▶ [EXERCISE DATA]:

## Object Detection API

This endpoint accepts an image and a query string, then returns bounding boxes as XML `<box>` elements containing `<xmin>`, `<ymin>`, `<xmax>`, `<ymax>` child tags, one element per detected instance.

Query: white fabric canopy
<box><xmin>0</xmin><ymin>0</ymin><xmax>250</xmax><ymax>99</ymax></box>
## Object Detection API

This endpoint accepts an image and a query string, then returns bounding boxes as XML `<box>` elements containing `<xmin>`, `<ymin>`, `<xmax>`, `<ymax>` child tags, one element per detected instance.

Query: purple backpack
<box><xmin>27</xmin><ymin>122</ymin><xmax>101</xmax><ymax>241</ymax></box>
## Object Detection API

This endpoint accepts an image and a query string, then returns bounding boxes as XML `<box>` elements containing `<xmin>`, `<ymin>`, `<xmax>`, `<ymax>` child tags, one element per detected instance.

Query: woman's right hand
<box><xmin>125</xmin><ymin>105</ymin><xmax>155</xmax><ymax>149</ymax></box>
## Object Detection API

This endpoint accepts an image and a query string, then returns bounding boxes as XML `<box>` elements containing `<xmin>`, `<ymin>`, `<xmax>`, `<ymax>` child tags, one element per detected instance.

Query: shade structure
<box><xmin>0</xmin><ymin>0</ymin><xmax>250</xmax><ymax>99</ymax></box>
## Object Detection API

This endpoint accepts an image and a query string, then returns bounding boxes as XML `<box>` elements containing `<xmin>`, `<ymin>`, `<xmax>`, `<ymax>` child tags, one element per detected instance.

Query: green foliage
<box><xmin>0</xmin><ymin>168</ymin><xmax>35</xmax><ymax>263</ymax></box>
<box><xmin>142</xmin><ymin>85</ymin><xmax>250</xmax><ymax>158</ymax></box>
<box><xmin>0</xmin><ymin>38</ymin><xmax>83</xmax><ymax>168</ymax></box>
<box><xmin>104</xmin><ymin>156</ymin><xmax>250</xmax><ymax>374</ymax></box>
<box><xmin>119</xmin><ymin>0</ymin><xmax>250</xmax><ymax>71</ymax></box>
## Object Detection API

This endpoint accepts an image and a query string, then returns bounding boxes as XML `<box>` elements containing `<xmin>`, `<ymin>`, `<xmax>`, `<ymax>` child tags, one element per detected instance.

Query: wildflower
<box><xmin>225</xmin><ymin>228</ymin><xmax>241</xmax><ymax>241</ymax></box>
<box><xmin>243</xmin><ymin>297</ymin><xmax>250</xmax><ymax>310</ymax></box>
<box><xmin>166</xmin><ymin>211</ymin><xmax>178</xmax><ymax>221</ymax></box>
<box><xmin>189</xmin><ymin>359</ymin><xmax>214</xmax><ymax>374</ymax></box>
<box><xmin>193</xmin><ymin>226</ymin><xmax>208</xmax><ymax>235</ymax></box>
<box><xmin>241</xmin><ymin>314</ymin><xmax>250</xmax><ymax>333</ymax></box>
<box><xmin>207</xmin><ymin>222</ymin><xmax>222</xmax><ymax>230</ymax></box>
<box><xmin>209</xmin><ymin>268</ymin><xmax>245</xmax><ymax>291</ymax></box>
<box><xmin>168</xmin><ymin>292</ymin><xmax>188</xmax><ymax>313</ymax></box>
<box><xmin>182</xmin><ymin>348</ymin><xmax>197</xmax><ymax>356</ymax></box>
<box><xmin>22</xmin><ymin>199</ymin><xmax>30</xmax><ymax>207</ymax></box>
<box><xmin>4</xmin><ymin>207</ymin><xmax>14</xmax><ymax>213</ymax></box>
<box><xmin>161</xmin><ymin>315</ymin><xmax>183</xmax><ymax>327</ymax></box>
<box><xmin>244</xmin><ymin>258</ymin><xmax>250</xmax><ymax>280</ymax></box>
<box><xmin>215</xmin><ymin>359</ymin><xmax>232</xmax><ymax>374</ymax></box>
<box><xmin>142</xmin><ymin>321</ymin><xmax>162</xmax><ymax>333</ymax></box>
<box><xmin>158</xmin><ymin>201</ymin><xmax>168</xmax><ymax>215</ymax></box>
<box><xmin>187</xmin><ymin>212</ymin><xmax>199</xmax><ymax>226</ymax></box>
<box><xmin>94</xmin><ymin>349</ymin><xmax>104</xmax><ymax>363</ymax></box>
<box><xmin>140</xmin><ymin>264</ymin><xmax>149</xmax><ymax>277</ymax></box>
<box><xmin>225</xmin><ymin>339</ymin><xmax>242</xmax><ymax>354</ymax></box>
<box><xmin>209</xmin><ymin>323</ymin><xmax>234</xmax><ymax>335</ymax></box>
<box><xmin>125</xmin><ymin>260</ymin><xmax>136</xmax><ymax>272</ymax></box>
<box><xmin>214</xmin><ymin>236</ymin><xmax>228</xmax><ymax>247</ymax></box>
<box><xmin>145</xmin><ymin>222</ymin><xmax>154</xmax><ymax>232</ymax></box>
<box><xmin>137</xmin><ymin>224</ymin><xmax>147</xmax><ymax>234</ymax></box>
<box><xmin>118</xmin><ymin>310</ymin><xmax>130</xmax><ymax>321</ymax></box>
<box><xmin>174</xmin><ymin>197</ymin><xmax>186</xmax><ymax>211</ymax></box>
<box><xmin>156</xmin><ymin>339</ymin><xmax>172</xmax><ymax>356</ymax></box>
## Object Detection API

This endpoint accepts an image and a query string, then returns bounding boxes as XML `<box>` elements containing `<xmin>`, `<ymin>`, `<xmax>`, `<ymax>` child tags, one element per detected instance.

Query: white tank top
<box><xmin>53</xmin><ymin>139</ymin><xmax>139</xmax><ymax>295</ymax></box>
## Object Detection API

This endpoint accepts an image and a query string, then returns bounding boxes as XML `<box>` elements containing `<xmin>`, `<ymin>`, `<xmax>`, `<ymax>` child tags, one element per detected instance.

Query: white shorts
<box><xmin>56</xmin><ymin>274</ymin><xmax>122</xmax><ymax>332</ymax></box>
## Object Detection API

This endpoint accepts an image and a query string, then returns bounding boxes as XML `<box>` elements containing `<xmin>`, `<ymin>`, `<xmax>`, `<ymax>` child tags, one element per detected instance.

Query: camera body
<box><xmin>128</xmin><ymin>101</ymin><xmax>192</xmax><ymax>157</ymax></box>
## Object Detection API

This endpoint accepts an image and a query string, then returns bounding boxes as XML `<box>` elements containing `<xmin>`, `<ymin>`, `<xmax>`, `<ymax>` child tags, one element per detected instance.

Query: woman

▶ [DESCRIPTION OF THE TASK]: Please output every record, keeping each line exact.

▶ [TASK OUTPUT]:
## Object Detection API

This endpoint accepts an image and a query string, then returns bounding boxes as XML `<box>` elements containing `<xmin>`, `<ymin>`, `<xmax>`, `<ymax>` child tags, one element per detected instance.

Query: white fabric canopy
<box><xmin>0</xmin><ymin>0</ymin><xmax>250</xmax><ymax>99</ymax></box>
## Object Detection API

This endpoint accepts an image and a query string, then returns bounding boxes as XML `<box>` elements containing `<xmin>`, `<ymin>`, `<xmax>`, `<ymax>` child tags, one element per detected instance.

Query: purple backpack
<box><xmin>27</xmin><ymin>122</ymin><xmax>101</xmax><ymax>241</ymax></box>
## Object Detection API

This endpoint accepts an image and a query string, then returns bounding boxes as XML `<box>` elements containing `<xmin>`, `<ymin>`, `<xmax>`, `<ymax>` child tags, one element per detected instance.

Query: woman's right hand
<box><xmin>125</xmin><ymin>105</ymin><xmax>155</xmax><ymax>149</ymax></box>
## Object Detection API

This endpoint accepts an image and a query string, then returns bounding boxes as XML `<box>` elements containing `<xmin>`, `<ymin>`, `<xmax>`, `<ymax>` child tags, one element per detected instance.

Query: shade structure
<box><xmin>0</xmin><ymin>0</ymin><xmax>250</xmax><ymax>99</ymax></box>
## Object Detection API

This endpoint accepts an image and a query string, then returns bounding boxes as XML `<box>` elements containing `<xmin>`, `<ymin>`, `<xmax>`, `<ymax>` child tags, one element per detected instance.

Query: green foliage
<box><xmin>0</xmin><ymin>168</ymin><xmax>35</xmax><ymax>263</ymax></box>
<box><xmin>142</xmin><ymin>85</ymin><xmax>250</xmax><ymax>158</ymax></box>
<box><xmin>0</xmin><ymin>38</ymin><xmax>83</xmax><ymax>168</ymax></box>
<box><xmin>104</xmin><ymin>156</ymin><xmax>250</xmax><ymax>374</ymax></box>
<box><xmin>119</xmin><ymin>0</ymin><xmax>250</xmax><ymax>71</ymax></box>
## Object Detection API

This endpoint accepts an image and a query string, then returns bounding boxes as XML `<box>` elements containing `<xmin>`, `<ymin>`, `<xmax>`, `<ymax>` child tags, one element per detected instance.

Query: wildflower
<box><xmin>225</xmin><ymin>228</ymin><xmax>241</xmax><ymax>241</ymax></box>
<box><xmin>243</xmin><ymin>297</ymin><xmax>250</xmax><ymax>310</ymax></box>
<box><xmin>166</xmin><ymin>211</ymin><xmax>178</xmax><ymax>221</ymax></box>
<box><xmin>189</xmin><ymin>359</ymin><xmax>214</xmax><ymax>374</ymax></box>
<box><xmin>193</xmin><ymin>226</ymin><xmax>208</xmax><ymax>235</ymax></box>
<box><xmin>241</xmin><ymin>314</ymin><xmax>250</xmax><ymax>333</ymax></box>
<box><xmin>207</xmin><ymin>222</ymin><xmax>222</xmax><ymax>230</ymax></box>
<box><xmin>209</xmin><ymin>268</ymin><xmax>245</xmax><ymax>291</ymax></box>
<box><xmin>168</xmin><ymin>292</ymin><xmax>188</xmax><ymax>313</ymax></box>
<box><xmin>182</xmin><ymin>348</ymin><xmax>197</xmax><ymax>356</ymax></box>
<box><xmin>22</xmin><ymin>199</ymin><xmax>30</xmax><ymax>207</ymax></box>
<box><xmin>4</xmin><ymin>207</ymin><xmax>14</xmax><ymax>213</ymax></box>
<box><xmin>161</xmin><ymin>315</ymin><xmax>183</xmax><ymax>327</ymax></box>
<box><xmin>244</xmin><ymin>258</ymin><xmax>250</xmax><ymax>280</ymax></box>
<box><xmin>215</xmin><ymin>359</ymin><xmax>232</xmax><ymax>374</ymax></box>
<box><xmin>142</xmin><ymin>321</ymin><xmax>162</xmax><ymax>333</ymax></box>
<box><xmin>158</xmin><ymin>201</ymin><xmax>168</xmax><ymax>215</ymax></box>
<box><xmin>187</xmin><ymin>212</ymin><xmax>199</xmax><ymax>226</ymax></box>
<box><xmin>94</xmin><ymin>349</ymin><xmax>104</xmax><ymax>363</ymax></box>
<box><xmin>140</xmin><ymin>264</ymin><xmax>149</xmax><ymax>277</ymax></box>
<box><xmin>225</xmin><ymin>339</ymin><xmax>242</xmax><ymax>354</ymax></box>
<box><xmin>209</xmin><ymin>323</ymin><xmax>234</xmax><ymax>335</ymax></box>
<box><xmin>125</xmin><ymin>260</ymin><xmax>136</xmax><ymax>272</ymax></box>
<box><xmin>214</xmin><ymin>236</ymin><xmax>228</xmax><ymax>247</ymax></box>
<box><xmin>145</xmin><ymin>222</ymin><xmax>154</xmax><ymax>232</ymax></box>
<box><xmin>137</xmin><ymin>224</ymin><xmax>147</xmax><ymax>234</ymax></box>
<box><xmin>118</xmin><ymin>310</ymin><xmax>130</xmax><ymax>321</ymax></box>
<box><xmin>174</xmin><ymin>197</ymin><xmax>186</xmax><ymax>211</ymax></box>
<box><xmin>156</xmin><ymin>339</ymin><xmax>172</xmax><ymax>356</ymax></box>
## Object Detection API

This endpoint accepts an image and a query string, then returns bounding boxes as XML `<box>` elements containing `<xmin>`, `<ymin>`, `<xmax>`, `<ymax>` child tags, one element per detected instance.

Query: white tank top
<box><xmin>53</xmin><ymin>139</ymin><xmax>139</xmax><ymax>295</ymax></box>
## Object Detection API

This endpoint accepts an image and a query string, then returns bounding boxes as XML `<box>` elements containing `<xmin>`, `<ymin>`, `<xmax>`, `<ymax>` child tags, one element per detected instance.

Query: white shorts
<box><xmin>56</xmin><ymin>274</ymin><xmax>122</xmax><ymax>332</ymax></box>
## Object Detection API

This endpoint accepts an image and a query string, then returns bounding boxes as XML `<box>` elements containing `<xmin>`, `<ymin>`, `<xmax>`, `<ymax>` child tags, one element per detected instance.

Query: camera body
<box><xmin>128</xmin><ymin>101</ymin><xmax>192</xmax><ymax>157</ymax></box>
## Object Detection API

This endpoint accepts an image and a query string, then returns bounding boxes as XML `<box>` elements containing `<xmin>`, `<ymin>`, `<xmax>`, `<ymax>` child tags, one element per detected instance.

Query: woman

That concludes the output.